--- What the exercise asks ---
Please output the passage on variable and check node hardware below, word for word and in full.

--- Selected excerpt ---
The outgoing information through any edge of a variable node is the sum of the channel information and the information coming into the variable node from all other edges. Assuming 5-bit quantized messages both from the channel and the check nodes, a total of  $log(d_v+1) + 1$  stages (levels) of two-input adders is needed to perform the variable operations. For this purpose, pre-charged Manchester adders described in [8] are used. At the beginning of the evaluateperiod of a clock cycle, the messages from the previous iterations are used to perform a series of additions. The results of these additions are latched and sent as inputs to the check nodes during the next clock cycle. The sign of the sum represents the current estimate of the decoded bit. Though it is possible to increase the throughput by stopping the iterative process for the block by checking for the correct parity, the proposed architecture does not incorporate this feature. Figure 1 shows the proposed variable node architecture.



Figure 1: Variable node architecture (d<sub>v</sub>=2)

## B. Check Node Hardware Architecture

At the check nodes, two operations are performed, namely the parity updates and the reliability updates. Since the parity update operation implementation has been dealt with in [1] and has a very small influence on the chip area and power overhead, it is not described in this paper. The reliability updates are performed in the log-likelihood domain in order to avoid multiplication and division operations. The system blocks are required to:

- a) Perform *logtanh* operation on each incoming edge;
- **b)** Add all such *logtanh* values on a check node;
- c) Subtract the incoming edge on each edge;
- **d)** Perform an inverse *logtanh* operation on these subtracted messages on each of the edges to obtain the "outgoing" information from the variable nodes at the end of an iteration.

--- Data section ---
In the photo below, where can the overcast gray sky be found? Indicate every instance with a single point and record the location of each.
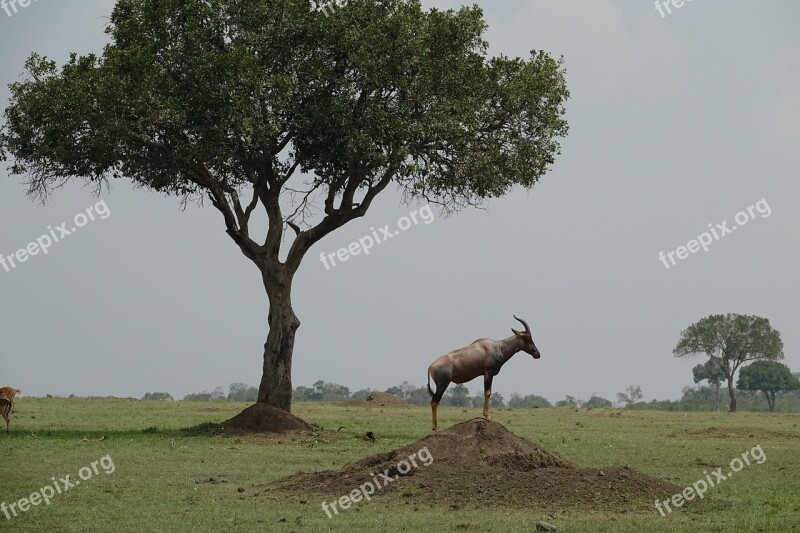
(677, 122)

--- Response to the task ---
The outgoing information through any edge of a variable node is the sum of the channel information and the information coming into the variable node from all other edges. Assuming 5-bit quantized messages both from the channel and the check nodes, a total of  $log(d_v+1) + 1$  stages (levels) of two-input adders is needed to perform the variable operations. For this purpose, pre-charged Manchester adders described in [8] are used. At the beginning of the evaluateperiod of a clock cycle, the messages from the previous iterations are used to perform a series of additions. The results of these additions are latched and sent as inputs to the check nodes during the next clock cycle. The sign of the sum represents the current estimate of the decoded bit. Though it is possible to increase the throughput by stopping the iterative process for the block by checking for the correct parity, the proposed architecture does not incorporate this feature. Figure 1 shows the proposed variable node architecture.



Figure 1: Variable node architecture (d<sub>v</sub>=2)

## B. Check Node Hardware Architecture

At the check nodes, two operations are performed, namely the parity updates and the reliability updates. Since the parity update operation implementation has been dealt with in [1] and has a very small influence on the chip area and power overhead, it is not described in this paper. The reliability updates are performed in the log-likelihood domain in order to avoid multiplication and division operations. The system blocks are required to:

- a) Perform *logtanh* operation on each incoming edge;
- **b)** Add all such *logtanh* values on a check node;
- c) Subtract the incoming edge on each edge;
- **d)** Perform an inverse *logtanh* operation on these subtracted messages on each of the edges to obtain the "outgoing" information from the variable nodes at the end of an iteration.